_Texte source_

"""

Etudiants de l'Ecole normale supérieure devant une équation mathématique.

Antoine Blanc, maître de conférences à l'Université Paris-Dauphine, et responsable de la formation, revient sur les grands enjeux de ce post-master innovant et atypique.

 

PSL : Humanités et management ont été, et sont encore, très fréquemment présentées comme deux domaines d’études aux antipodes… Comment est née l’idée d’une formation bac+6 les réunissant ? Et quelles en sont les principales attentes ?

"""

(Entrées d'annotation par boîtes englobantes)
"""

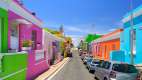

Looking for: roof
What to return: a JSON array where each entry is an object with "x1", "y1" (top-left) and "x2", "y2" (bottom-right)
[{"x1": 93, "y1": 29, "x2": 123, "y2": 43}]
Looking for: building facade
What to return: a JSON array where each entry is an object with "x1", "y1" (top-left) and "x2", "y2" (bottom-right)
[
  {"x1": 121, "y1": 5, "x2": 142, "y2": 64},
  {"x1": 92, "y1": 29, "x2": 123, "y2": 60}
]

"""
"""

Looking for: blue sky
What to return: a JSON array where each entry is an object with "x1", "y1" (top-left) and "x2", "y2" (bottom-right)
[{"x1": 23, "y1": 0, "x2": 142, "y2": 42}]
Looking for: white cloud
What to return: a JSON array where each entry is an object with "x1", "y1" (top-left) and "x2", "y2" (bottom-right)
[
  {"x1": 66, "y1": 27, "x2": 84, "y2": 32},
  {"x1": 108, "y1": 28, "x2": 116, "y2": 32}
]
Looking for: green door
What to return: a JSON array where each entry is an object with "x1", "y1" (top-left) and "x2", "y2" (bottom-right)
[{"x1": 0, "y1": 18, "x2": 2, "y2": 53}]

"""

_Exercices proposés_
[A] Recopiez, dans l'entretien sur la formation alliant humanités et management, tout le passage depuis « Antoine Blanc, maître » jusqu'à « innovant et atypique. ».
[B] Rédigez la suite de l'entretien sur la formation bac+6 réunissant humanités et management, en partant de sa dernière phrase.
Vous n'aurez pas besoin des entrées.

_Résultats attendus_
[A]
Antoine Blanc, maître de conférences à l'Université Paris-Dauphine, et responsable de la formation, revient sur les grands enjeux de ce post-master innovant et atypique.

[B]
A.B : Comme souvent le projet est né d’une discussion. En 2015, Marc Mézard, directeur de l’ENS et Laurent Batsch, alors président de l’Université Paris-Dauphine, constatent qu’ils n’existent pas de dispositif de formation réellement satisfaisant afin d’accompagner les étudiants à haut potentiel en Lettres et Sciences humaines et sociales (SHS) vers les entreprises. Pourtant, non seulement, les profils d’étudiants et leurs aspirations professionnelles se sont diversifiés, mais il existe à PSL l’ensemble des ressources nécessaires pour imaginer et mettre en œuvre cette formation. Le projet est lancé et le cursus bac+6 Humanités et Management a accueilli en octobre 2017 sa première promotion. Tous ont des parcours exceptionnels en Lettres, Musique, Histoire de l’art, Philosophie… Nous allons les accompagner pendant un an (4 mois de cours et 6 mois de stage) pour construire leur trajectoire professionnelle.

 

PSL : Quelles sont, selon vous, les principales compétences que les étudiants en Lettres et Sciences humaines et sociales peuvent apporter dans les entreprises ?

S’il est difficile de prévoir exactement ce qu’une personne issue d’une formation en SHS va apporter à une entreprise, il est certain qu’elle apportera un regard différent.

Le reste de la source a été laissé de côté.